* TASK BRIEF
Copy out word for word the lines from the one containing "the white school" through the one containing "[[677, 279], [691, 287], [680, 300], [689, 305]]", inclusive, in the records below.

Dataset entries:
..............................
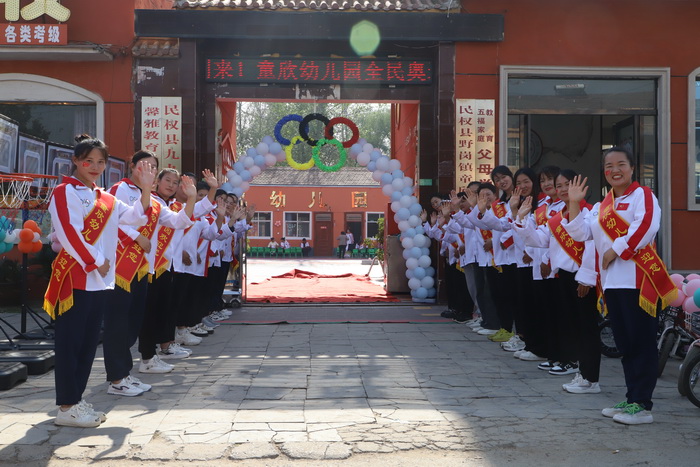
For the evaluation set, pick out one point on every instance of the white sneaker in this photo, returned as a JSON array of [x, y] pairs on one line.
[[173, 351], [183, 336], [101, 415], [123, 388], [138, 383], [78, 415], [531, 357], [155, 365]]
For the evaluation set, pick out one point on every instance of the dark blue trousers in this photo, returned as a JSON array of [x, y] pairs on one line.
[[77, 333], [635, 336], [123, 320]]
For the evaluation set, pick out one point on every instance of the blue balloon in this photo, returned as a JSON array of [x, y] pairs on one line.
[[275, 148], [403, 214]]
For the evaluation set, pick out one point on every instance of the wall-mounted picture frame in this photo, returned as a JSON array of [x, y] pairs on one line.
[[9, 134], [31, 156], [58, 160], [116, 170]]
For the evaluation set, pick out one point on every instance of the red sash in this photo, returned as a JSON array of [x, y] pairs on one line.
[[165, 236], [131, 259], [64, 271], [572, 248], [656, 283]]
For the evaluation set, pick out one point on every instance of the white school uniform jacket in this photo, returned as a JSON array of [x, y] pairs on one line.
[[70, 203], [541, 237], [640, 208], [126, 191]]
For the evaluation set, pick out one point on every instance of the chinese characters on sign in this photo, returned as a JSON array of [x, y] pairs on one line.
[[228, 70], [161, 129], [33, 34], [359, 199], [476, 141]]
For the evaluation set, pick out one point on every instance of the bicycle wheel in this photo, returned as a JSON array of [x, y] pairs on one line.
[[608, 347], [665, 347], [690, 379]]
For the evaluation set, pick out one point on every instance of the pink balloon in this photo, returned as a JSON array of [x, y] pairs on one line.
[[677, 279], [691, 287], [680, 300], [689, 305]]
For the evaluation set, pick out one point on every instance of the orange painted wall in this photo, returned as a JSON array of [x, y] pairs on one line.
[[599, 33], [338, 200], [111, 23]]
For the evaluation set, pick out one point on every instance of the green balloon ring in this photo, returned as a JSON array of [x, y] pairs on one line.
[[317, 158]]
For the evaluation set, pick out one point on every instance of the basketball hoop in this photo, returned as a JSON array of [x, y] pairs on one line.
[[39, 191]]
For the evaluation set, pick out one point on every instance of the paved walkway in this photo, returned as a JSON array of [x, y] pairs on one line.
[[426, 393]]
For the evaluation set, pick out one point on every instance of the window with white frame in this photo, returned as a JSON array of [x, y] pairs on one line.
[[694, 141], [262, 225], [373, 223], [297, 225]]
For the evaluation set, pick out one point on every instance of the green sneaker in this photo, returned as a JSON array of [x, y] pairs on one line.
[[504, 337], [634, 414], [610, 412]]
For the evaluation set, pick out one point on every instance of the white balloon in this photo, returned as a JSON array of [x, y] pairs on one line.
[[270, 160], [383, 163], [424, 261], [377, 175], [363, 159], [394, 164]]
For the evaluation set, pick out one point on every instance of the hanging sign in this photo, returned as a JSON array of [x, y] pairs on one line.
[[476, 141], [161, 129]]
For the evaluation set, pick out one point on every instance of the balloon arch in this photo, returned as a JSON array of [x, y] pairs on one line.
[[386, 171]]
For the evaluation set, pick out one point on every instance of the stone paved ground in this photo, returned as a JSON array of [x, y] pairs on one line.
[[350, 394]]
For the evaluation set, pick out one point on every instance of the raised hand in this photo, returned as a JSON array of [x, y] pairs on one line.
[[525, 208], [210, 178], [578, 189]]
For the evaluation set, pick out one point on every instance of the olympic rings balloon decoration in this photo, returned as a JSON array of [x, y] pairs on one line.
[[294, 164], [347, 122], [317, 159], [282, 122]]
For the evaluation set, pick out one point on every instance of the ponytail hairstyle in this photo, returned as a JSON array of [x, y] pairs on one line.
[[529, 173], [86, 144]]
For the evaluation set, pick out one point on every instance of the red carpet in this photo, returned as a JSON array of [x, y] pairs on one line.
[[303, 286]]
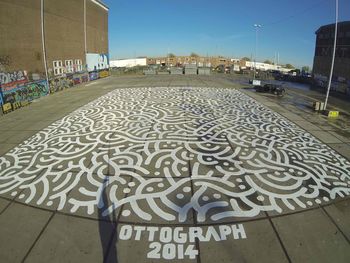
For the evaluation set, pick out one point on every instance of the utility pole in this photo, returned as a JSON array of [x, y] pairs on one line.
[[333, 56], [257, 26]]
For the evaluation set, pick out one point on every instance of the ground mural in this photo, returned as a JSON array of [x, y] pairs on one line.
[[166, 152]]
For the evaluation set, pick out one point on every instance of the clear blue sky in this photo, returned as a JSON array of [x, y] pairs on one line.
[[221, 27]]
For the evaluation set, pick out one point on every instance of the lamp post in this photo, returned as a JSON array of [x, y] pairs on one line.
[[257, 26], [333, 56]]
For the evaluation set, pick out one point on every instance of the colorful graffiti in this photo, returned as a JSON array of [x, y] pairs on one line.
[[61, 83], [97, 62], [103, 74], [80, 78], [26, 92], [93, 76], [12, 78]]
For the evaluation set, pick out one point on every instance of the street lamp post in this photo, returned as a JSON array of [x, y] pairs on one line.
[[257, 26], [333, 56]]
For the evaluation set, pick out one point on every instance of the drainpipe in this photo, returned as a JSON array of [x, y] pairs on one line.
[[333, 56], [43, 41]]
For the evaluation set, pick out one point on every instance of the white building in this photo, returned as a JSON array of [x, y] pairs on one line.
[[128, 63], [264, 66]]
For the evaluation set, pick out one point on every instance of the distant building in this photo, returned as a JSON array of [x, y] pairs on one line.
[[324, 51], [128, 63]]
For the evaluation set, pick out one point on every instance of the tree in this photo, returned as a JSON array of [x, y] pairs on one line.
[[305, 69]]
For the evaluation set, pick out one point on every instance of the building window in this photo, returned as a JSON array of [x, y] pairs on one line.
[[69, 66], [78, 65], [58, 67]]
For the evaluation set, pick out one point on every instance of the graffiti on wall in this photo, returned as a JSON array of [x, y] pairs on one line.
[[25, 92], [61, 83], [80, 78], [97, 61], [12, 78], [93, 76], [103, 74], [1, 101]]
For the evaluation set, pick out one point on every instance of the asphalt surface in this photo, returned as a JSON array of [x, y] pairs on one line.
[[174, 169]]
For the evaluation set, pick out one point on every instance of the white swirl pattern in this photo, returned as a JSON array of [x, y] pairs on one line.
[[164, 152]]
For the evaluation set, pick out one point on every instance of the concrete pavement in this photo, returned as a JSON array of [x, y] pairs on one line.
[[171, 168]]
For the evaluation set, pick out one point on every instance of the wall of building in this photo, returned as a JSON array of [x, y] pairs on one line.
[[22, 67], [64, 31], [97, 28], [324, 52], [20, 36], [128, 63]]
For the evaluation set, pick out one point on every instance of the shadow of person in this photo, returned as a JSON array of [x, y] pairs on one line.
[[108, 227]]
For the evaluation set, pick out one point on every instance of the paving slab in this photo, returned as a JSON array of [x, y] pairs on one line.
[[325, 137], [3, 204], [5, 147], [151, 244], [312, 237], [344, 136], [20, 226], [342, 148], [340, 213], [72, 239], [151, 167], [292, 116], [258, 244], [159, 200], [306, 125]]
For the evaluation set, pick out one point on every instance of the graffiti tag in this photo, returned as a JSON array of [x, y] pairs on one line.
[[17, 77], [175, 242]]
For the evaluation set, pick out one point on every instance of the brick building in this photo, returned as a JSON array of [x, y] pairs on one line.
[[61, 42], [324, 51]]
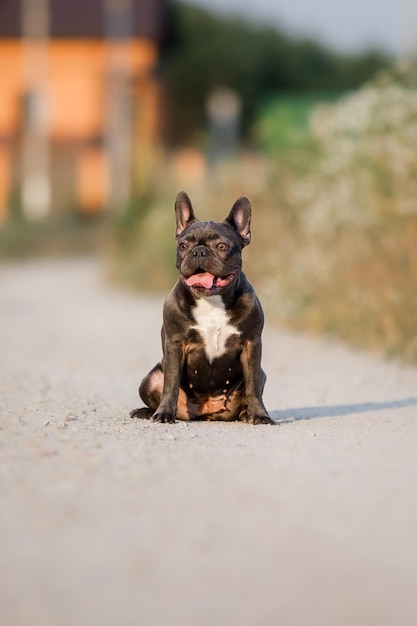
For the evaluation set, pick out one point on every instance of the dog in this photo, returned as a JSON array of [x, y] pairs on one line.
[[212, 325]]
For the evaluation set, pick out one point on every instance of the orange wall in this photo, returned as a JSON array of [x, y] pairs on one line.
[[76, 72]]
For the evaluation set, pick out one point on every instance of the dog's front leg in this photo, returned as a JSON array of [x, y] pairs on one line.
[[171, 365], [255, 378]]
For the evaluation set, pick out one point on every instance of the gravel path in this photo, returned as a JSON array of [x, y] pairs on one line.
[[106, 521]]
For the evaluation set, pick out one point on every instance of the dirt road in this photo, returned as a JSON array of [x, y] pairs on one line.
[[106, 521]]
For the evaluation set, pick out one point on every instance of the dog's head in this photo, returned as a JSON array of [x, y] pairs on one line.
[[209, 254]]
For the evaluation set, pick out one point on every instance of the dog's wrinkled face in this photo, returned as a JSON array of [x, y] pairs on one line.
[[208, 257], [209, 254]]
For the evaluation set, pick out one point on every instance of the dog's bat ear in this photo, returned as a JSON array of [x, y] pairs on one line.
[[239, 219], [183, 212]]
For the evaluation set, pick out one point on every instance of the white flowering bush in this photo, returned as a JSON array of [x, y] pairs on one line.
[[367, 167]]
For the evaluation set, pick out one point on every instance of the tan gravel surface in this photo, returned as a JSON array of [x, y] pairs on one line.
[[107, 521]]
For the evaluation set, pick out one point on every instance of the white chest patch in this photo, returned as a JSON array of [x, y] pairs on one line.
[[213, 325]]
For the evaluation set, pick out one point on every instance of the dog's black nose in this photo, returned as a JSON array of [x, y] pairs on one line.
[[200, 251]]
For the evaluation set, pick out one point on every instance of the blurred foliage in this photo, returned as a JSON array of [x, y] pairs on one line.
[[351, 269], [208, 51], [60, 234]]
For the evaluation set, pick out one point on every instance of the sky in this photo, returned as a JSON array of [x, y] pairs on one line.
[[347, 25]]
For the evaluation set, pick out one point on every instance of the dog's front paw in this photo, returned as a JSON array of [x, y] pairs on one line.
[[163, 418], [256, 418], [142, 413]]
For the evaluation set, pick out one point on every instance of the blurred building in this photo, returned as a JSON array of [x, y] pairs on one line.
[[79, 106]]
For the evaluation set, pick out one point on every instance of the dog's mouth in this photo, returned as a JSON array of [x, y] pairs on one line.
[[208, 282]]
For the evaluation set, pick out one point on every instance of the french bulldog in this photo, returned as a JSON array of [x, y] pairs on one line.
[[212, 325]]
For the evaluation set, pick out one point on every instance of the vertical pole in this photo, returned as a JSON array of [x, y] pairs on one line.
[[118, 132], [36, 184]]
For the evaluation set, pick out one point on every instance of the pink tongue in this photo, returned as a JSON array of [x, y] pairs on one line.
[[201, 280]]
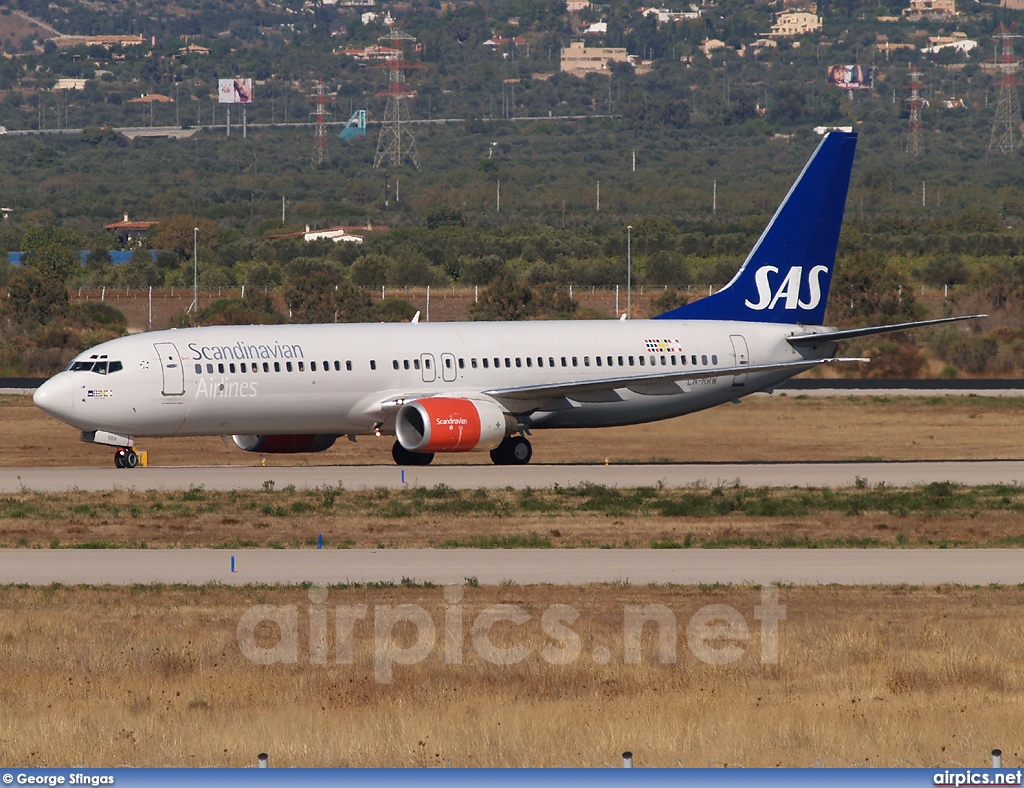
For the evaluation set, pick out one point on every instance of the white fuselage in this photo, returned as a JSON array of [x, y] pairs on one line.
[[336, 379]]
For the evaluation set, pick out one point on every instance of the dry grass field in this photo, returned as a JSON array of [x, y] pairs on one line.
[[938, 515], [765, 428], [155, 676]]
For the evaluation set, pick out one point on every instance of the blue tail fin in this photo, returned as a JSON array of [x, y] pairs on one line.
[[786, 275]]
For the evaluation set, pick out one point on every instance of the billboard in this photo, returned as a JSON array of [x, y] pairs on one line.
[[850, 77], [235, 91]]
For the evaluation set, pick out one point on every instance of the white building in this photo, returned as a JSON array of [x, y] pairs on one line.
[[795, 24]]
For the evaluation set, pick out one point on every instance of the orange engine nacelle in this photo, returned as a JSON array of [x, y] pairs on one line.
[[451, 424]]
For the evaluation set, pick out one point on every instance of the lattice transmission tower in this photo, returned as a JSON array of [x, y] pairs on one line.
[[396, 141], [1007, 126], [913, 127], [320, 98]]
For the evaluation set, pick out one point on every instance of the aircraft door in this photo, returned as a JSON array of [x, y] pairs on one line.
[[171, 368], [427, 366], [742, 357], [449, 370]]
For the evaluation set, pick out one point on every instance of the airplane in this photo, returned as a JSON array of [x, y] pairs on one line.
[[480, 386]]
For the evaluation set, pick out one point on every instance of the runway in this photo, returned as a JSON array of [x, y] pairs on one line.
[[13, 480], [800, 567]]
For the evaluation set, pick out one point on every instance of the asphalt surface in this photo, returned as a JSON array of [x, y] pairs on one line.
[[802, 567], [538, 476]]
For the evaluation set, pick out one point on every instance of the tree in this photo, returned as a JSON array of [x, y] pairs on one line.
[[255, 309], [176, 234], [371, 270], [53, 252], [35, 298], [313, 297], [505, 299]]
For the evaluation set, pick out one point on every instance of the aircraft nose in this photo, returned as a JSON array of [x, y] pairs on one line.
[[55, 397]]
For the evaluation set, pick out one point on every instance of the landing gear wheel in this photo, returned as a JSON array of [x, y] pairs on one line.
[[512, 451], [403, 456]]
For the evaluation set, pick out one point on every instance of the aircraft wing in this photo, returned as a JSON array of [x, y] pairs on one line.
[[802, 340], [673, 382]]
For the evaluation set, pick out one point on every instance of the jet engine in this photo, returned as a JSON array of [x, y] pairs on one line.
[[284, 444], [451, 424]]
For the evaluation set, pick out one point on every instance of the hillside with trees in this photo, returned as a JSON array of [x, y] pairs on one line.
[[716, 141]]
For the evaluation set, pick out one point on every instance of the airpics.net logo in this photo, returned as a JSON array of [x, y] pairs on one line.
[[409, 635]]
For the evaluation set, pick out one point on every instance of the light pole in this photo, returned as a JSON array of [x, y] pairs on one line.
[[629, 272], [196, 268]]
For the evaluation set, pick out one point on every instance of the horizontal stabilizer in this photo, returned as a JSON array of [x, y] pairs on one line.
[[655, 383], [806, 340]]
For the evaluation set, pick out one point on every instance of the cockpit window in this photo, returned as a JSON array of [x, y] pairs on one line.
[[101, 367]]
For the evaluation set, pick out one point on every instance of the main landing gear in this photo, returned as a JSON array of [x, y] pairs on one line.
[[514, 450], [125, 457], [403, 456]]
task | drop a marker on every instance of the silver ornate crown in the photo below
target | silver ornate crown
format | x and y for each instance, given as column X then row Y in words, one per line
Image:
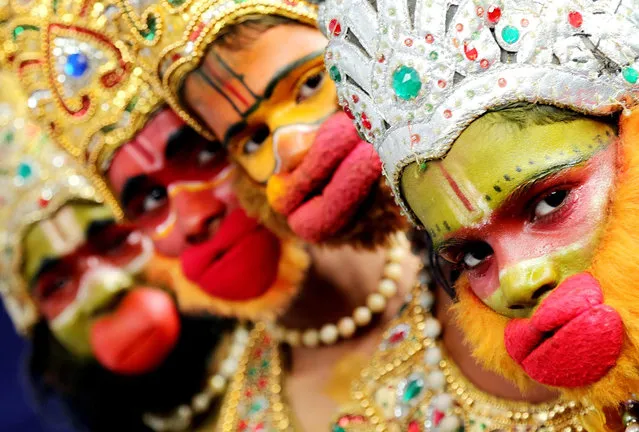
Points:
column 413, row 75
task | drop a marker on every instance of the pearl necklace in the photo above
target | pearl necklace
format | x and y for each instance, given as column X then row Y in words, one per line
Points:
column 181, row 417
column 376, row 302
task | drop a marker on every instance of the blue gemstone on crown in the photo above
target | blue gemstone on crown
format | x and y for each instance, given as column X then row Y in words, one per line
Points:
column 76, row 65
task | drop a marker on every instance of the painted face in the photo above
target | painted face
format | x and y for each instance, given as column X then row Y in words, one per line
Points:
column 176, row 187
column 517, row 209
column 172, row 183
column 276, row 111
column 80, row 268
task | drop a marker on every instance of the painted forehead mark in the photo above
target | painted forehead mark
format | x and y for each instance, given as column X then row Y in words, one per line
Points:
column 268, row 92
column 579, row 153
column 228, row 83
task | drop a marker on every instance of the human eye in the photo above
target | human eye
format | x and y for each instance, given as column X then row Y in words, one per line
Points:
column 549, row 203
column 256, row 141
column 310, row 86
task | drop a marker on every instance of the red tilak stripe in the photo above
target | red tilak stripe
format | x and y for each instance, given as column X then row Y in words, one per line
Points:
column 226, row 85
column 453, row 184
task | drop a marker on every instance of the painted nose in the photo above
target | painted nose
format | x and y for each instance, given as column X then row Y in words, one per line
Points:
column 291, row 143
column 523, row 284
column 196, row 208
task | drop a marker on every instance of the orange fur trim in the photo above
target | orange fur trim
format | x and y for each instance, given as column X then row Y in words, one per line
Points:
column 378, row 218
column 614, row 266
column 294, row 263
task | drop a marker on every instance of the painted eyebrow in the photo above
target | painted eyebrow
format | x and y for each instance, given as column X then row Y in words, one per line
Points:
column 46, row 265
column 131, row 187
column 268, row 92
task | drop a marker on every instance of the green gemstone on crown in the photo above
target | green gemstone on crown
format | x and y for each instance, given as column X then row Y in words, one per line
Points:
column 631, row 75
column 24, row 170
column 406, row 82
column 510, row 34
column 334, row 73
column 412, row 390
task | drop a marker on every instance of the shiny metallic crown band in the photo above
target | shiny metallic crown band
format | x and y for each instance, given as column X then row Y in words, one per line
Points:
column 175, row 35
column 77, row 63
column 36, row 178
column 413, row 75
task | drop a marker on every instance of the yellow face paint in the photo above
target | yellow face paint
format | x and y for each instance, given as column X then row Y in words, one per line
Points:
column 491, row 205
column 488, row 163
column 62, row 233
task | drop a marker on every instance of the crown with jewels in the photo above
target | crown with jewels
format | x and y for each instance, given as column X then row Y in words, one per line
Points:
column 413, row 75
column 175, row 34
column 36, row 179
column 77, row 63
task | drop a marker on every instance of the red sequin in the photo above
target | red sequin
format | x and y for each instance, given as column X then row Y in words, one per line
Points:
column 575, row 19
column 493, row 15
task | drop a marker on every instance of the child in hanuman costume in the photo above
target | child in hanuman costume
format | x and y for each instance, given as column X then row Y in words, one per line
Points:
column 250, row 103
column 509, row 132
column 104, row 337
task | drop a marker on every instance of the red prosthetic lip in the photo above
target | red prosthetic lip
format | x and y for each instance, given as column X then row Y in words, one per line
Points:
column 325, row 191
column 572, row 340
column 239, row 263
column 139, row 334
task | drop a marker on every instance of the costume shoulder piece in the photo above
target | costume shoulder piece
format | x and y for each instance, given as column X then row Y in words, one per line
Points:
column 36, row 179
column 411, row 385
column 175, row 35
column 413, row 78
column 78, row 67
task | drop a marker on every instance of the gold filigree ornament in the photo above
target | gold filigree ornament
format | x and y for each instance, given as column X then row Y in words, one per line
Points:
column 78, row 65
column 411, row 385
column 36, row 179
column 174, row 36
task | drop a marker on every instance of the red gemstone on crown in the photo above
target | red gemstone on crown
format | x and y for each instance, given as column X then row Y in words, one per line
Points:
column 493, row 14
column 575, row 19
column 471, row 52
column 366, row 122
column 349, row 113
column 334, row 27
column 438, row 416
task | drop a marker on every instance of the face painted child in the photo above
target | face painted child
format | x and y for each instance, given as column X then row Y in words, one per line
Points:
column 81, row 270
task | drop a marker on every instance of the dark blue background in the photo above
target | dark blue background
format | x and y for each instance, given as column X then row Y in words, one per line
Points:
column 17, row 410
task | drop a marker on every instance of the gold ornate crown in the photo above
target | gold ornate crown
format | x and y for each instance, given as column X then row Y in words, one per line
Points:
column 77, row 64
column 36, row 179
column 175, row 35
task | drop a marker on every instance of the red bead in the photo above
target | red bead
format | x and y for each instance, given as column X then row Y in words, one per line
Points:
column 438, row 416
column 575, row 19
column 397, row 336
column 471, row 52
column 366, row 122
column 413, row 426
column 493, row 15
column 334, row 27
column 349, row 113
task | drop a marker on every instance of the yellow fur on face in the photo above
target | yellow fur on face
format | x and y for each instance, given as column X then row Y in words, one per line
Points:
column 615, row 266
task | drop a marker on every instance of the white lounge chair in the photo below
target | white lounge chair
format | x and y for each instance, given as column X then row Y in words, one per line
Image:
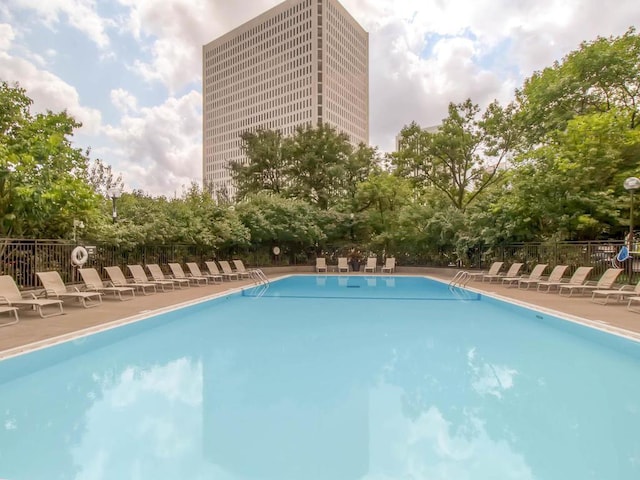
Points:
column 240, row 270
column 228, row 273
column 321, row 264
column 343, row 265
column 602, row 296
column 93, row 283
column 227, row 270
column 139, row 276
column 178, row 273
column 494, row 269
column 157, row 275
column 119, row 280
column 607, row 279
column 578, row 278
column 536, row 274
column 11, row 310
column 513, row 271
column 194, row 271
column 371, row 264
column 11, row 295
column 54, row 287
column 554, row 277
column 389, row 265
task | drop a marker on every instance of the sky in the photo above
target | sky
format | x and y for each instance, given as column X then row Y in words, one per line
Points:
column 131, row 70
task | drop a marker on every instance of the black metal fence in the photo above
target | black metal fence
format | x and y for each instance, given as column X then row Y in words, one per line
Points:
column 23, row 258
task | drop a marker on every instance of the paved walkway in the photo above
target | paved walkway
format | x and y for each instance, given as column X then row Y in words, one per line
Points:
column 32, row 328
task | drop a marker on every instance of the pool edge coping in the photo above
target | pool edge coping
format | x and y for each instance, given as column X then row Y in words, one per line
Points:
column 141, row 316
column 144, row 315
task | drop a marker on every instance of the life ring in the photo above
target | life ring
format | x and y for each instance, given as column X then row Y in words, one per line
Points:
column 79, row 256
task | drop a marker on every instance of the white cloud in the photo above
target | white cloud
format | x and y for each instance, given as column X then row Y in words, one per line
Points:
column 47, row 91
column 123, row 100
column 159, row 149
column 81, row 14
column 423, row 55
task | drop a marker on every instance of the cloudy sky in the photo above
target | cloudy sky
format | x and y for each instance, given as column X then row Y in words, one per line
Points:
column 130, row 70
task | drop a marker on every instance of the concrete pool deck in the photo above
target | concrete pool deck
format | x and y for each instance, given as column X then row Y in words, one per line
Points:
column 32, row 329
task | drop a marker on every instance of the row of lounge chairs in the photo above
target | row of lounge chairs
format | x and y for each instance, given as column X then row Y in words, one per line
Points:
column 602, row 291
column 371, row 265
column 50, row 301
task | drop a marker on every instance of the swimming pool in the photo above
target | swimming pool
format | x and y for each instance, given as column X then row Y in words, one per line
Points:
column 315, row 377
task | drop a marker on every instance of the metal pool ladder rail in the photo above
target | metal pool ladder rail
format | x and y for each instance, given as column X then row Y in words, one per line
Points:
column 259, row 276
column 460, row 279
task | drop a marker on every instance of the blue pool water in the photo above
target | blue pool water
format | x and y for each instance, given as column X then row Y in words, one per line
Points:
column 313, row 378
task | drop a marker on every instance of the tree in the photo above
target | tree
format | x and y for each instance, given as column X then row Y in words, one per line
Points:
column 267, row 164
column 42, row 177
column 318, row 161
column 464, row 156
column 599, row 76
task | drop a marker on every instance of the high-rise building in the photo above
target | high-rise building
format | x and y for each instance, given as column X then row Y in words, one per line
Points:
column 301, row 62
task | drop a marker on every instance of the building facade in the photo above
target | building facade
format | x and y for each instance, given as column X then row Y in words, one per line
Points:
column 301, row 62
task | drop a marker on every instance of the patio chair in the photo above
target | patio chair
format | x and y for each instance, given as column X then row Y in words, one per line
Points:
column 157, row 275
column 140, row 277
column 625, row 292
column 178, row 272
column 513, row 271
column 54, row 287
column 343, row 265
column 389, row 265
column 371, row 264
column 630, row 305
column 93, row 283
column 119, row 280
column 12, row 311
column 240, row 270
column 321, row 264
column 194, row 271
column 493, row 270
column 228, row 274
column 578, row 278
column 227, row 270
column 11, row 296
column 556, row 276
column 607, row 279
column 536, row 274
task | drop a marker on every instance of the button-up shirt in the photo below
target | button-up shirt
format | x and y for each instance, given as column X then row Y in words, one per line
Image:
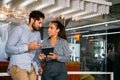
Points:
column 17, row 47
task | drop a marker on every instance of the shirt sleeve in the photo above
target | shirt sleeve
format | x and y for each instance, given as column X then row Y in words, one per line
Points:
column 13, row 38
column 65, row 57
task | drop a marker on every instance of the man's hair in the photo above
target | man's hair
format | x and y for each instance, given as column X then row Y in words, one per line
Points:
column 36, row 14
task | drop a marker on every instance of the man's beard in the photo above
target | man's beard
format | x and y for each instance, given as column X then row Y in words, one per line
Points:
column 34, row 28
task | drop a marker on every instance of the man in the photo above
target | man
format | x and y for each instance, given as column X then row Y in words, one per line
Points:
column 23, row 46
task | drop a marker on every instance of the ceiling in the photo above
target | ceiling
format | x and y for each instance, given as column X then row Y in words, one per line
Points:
..............................
* WORKED ANSWER
For the evaluation set, pick out one point on every instance of the white school uniform jacket in this photo, returned as a JSON array of [x, y] pairs on one line.
[[70, 203], [541, 237], [640, 208], [126, 191]]
For the evaluation set, pick out one point on every instance of the chinese characters on sign in this photo, returned as a JSON array of [x, y] pairs on one line.
[[228, 70], [161, 129], [33, 34], [359, 199], [476, 141]]
For the evaluation set, pick out one point on every instance of the bicycle wheel in this photo, returned as a JSON array of [x, y] pairs on one line.
[[608, 347], [665, 347], [690, 379]]
For the evaluation set, pick out one point on every instance of the pink balloon in this photo, returned as a JSON array of [x, y] pairs on one line.
[[677, 279], [691, 287], [680, 300], [689, 305]]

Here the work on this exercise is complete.